EXERCISE PROMPT:
Gather every line of the data below that contains the string "head", and copy each of those lines in full.

SUPPLIED DATA:

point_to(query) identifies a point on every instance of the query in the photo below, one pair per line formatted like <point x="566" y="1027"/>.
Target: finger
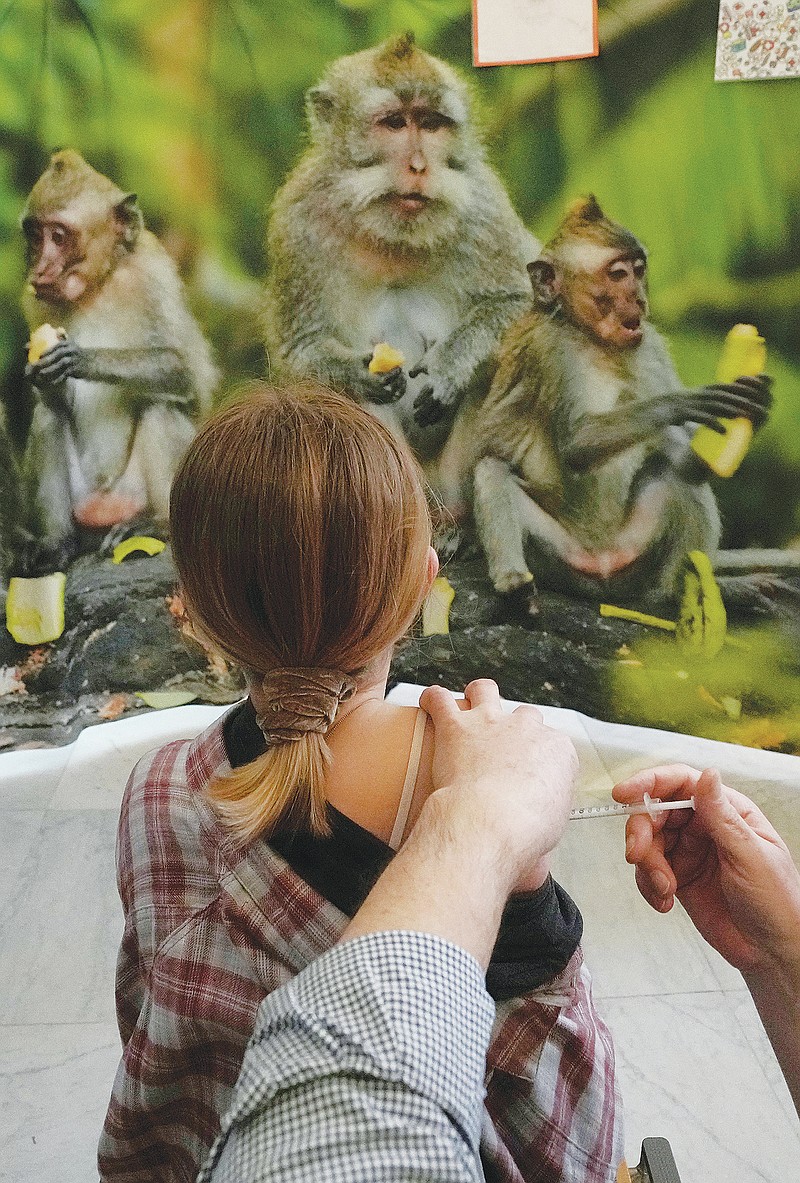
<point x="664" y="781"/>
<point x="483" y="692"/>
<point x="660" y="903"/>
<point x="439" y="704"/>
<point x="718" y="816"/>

==

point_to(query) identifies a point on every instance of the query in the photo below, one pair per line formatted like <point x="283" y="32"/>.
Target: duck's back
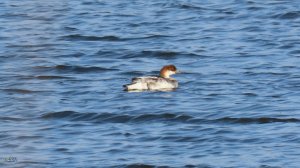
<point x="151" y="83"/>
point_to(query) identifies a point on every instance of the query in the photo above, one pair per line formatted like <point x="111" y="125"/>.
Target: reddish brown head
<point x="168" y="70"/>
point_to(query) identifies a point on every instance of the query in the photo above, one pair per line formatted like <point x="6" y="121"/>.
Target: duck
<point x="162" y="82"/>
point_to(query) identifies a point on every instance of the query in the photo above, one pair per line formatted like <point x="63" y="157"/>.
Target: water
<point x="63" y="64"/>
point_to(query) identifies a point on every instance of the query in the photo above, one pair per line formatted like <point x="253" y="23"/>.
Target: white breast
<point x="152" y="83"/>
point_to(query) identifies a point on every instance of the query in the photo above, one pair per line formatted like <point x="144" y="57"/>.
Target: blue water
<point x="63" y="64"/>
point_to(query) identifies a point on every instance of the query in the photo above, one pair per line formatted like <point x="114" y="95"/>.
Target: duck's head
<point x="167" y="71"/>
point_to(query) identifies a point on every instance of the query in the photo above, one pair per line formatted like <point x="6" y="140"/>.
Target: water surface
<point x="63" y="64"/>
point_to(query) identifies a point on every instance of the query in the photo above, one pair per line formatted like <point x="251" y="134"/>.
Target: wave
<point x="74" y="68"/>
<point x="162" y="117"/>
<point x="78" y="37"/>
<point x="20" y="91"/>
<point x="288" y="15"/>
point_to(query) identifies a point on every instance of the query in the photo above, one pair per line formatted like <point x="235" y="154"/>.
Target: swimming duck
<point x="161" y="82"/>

...

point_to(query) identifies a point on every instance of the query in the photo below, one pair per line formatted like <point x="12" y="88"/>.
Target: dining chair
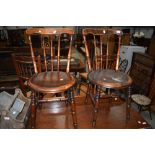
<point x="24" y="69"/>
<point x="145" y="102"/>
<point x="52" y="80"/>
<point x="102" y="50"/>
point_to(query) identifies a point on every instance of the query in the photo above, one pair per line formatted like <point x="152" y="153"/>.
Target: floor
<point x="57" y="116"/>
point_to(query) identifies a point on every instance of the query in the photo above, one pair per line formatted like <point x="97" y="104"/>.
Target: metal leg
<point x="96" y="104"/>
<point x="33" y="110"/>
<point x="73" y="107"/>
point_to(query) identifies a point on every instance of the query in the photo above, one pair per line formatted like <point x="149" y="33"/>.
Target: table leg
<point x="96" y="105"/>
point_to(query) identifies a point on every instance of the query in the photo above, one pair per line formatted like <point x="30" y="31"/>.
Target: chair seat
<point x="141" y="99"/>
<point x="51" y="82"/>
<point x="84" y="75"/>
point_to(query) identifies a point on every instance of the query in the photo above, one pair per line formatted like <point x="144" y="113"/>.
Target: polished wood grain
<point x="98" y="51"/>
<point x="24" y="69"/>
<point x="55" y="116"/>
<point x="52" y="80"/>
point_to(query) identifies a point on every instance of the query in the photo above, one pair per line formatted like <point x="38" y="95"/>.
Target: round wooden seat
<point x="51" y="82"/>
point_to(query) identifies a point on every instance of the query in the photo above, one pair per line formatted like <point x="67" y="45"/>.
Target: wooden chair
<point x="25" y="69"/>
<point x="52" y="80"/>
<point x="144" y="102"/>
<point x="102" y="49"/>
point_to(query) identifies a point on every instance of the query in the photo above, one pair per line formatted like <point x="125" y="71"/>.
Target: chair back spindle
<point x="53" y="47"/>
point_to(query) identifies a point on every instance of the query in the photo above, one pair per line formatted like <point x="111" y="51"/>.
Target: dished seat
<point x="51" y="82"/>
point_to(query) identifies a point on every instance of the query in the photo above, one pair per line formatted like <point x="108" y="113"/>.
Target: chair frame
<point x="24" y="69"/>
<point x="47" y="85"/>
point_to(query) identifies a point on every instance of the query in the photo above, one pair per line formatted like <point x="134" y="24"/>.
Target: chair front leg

RESPONSE:
Target: reddish brown head
Target: duck's head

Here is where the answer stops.